PROBLEM. The output should consist solely of the line containing "[tag] one dot per instance, sample [162,207]." and all lines after it through the final line of the entries below, reproduced exactly.
[[ DATA, beginning ]]
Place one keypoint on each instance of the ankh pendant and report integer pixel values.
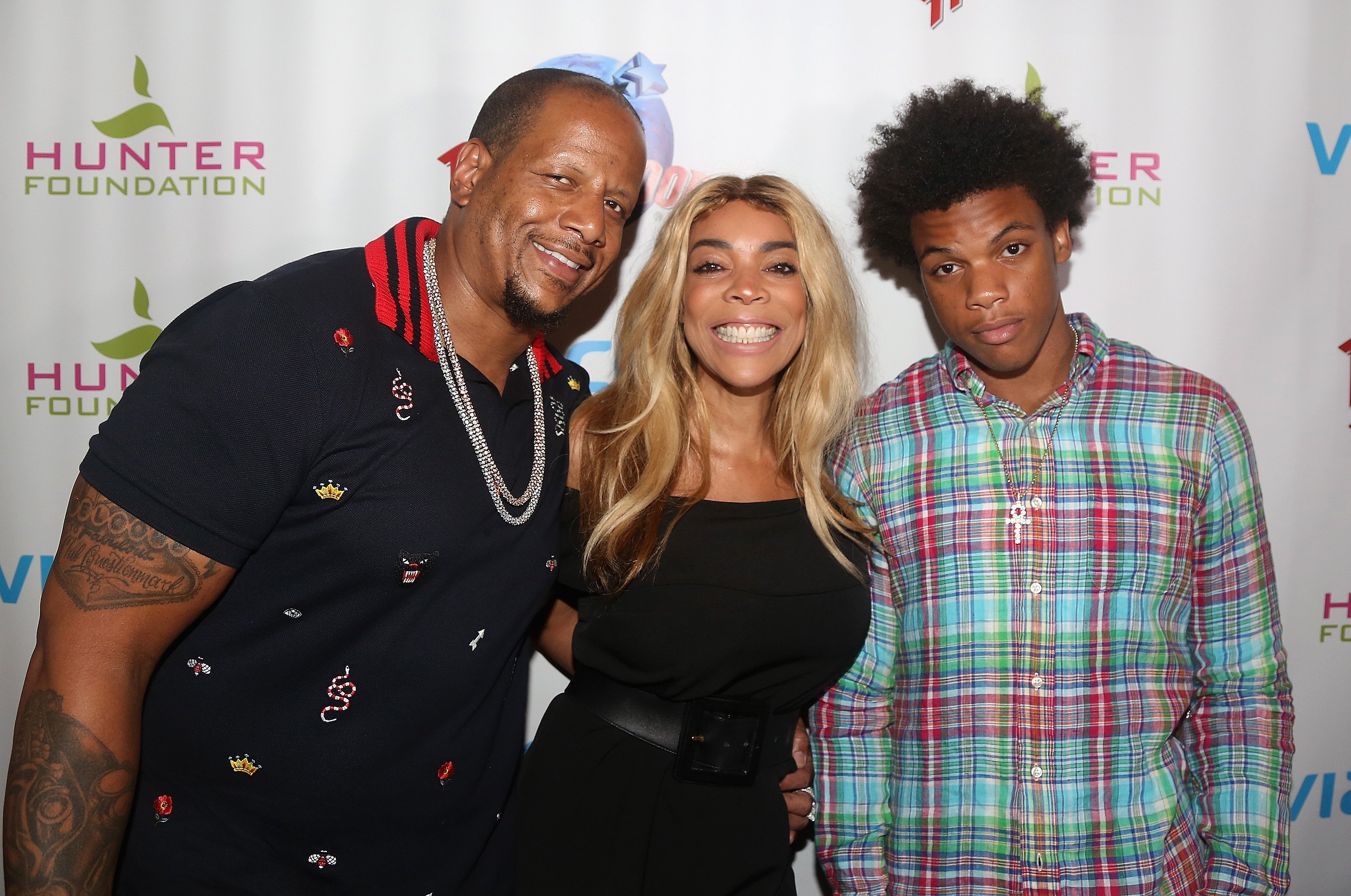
(1018, 519)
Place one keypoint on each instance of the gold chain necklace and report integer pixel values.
(1018, 517)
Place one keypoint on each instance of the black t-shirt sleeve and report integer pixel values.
(221, 429)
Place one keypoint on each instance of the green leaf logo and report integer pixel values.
(133, 342)
(1035, 92)
(141, 79)
(138, 118)
(1031, 86)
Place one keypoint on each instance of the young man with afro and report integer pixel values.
(1075, 677)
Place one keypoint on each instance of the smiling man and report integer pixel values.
(1075, 679)
(283, 648)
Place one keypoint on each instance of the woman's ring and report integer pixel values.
(811, 817)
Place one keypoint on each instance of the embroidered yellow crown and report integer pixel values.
(330, 490)
(244, 764)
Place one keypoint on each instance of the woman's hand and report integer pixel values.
(797, 797)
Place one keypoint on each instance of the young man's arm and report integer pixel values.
(852, 734)
(1239, 738)
(118, 595)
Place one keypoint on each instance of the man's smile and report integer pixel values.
(998, 332)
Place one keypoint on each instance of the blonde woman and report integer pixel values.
(714, 565)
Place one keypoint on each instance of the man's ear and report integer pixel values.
(471, 165)
(1064, 242)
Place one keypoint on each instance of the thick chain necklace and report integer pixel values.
(460, 394)
(1018, 517)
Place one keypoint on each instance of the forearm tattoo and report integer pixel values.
(108, 559)
(67, 805)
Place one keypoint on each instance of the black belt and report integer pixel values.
(715, 740)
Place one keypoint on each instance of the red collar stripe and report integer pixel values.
(545, 358)
(394, 263)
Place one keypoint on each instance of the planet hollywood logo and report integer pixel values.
(937, 10)
(144, 167)
(63, 390)
(1329, 160)
(1327, 795)
(1141, 169)
(11, 584)
(1346, 348)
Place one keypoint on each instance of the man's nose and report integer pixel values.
(587, 220)
(987, 287)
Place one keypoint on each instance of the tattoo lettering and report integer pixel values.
(67, 805)
(110, 560)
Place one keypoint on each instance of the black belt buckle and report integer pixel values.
(721, 741)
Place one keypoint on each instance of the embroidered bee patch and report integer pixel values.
(560, 415)
(414, 567)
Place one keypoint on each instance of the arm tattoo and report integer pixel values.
(67, 805)
(108, 559)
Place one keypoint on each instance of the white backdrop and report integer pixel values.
(1220, 246)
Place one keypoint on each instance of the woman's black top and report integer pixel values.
(745, 603)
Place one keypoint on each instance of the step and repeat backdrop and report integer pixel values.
(153, 152)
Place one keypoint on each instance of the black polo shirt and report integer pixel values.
(369, 657)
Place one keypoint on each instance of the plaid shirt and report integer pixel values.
(1101, 709)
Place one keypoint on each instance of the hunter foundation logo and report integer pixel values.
(1141, 169)
(145, 168)
(67, 390)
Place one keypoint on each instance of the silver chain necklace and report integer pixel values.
(460, 394)
(1018, 517)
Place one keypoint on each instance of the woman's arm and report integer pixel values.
(556, 638)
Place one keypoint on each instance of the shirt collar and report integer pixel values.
(1093, 345)
(395, 265)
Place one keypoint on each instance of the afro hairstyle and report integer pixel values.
(959, 140)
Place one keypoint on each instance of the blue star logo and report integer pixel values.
(641, 78)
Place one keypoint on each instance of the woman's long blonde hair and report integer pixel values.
(641, 430)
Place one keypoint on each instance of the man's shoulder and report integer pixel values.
(571, 383)
(303, 289)
(1131, 368)
(902, 396)
(325, 277)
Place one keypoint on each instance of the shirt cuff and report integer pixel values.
(155, 514)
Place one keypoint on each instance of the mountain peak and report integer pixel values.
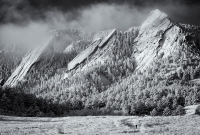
(154, 17)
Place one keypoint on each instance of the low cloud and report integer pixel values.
(93, 17)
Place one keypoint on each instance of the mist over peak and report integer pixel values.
(28, 22)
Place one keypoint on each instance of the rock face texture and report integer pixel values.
(26, 63)
(158, 37)
(98, 43)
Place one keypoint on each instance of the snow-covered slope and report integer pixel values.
(159, 37)
(26, 63)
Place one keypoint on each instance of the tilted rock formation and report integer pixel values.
(158, 37)
(26, 63)
(91, 49)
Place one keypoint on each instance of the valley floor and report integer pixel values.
(100, 125)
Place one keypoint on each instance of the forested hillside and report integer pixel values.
(145, 70)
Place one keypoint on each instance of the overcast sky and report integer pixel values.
(27, 22)
(21, 11)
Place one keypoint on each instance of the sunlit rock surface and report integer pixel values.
(26, 63)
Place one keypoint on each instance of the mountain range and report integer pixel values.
(148, 69)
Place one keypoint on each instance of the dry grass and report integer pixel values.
(92, 125)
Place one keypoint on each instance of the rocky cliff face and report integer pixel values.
(26, 63)
(161, 37)
(157, 37)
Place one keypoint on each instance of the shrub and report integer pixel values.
(154, 112)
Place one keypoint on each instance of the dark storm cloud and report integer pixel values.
(28, 21)
(21, 11)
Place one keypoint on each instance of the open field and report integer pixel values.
(100, 125)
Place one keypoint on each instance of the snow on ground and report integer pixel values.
(100, 125)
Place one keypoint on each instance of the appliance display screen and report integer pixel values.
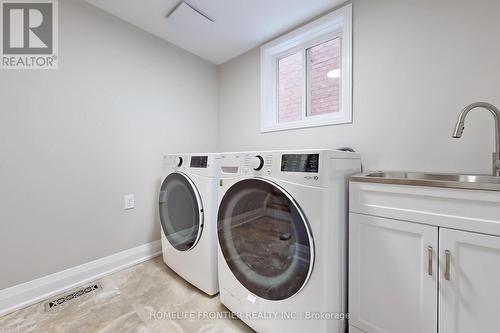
(199, 161)
(300, 162)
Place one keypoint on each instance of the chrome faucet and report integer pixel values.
(459, 129)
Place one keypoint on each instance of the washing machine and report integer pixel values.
(282, 246)
(188, 215)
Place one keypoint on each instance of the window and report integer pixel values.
(306, 75)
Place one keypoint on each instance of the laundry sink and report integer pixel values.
(475, 182)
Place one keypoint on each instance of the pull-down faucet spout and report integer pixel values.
(459, 129)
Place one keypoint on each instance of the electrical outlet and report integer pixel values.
(129, 201)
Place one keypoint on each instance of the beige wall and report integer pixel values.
(73, 141)
(416, 64)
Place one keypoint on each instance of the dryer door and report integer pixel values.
(181, 211)
(265, 239)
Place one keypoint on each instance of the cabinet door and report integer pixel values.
(469, 296)
(392, 275)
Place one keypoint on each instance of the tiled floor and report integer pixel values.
(140, 299)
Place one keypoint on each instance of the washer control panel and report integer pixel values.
(199, 162)
(300, 163)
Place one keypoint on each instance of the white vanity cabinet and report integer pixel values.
(423, 259)
(393, 275)
(469, 298)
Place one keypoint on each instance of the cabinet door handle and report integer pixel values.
(447, 256)
(429, 260)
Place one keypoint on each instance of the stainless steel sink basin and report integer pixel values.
(475, 182)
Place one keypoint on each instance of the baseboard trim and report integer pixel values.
(28, 293)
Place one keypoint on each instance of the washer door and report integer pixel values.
(181, 211)
(265, 239)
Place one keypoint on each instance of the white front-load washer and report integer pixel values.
(188, 215)
(282, 222)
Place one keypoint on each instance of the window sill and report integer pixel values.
(301, 124)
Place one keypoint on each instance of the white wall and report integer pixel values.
(416, 64)
(73, 141)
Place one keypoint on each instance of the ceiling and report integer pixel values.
(239, 26)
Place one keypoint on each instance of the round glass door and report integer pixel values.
(265, 239)
(181, 211)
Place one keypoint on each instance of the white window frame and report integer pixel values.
(335, 24)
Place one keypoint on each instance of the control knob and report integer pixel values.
(257, 163)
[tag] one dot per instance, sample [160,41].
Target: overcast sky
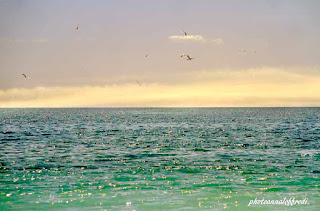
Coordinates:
[99,64]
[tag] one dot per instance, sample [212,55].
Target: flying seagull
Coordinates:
[188,57]
[24,75]
[185,33]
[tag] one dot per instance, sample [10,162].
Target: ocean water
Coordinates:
[158,158]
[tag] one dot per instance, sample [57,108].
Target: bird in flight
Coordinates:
[186,55]
[185,33]
[189,58]
[24,75]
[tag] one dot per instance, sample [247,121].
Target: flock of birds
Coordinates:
[182,55]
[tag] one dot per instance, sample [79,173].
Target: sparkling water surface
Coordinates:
[158,158]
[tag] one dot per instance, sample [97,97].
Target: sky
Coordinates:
[246,53]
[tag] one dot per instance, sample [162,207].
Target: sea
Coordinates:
[159,158]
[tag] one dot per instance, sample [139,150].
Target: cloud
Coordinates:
[251,87]
[196,38]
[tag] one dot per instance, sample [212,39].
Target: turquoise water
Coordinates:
[158,159]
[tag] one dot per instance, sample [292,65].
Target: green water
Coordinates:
[158,159]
[[ DATA, end ]]
WORKED SOLUTION.
[tag] one dot per instance, sample [162,207].
Target: sea
Coordinates:
[159,158]
[tag] one dot per instance, sample [139,150].
Target: cloud
Coordinates:
[251,87]
[196,38]
[tag] one dot per instance, sample [212,39].
Target: turquoise water
Coordinates:
[158,159]
[tag] one dot per instance, sample [292,65].
Target: green water
Coordinates:
[158,159]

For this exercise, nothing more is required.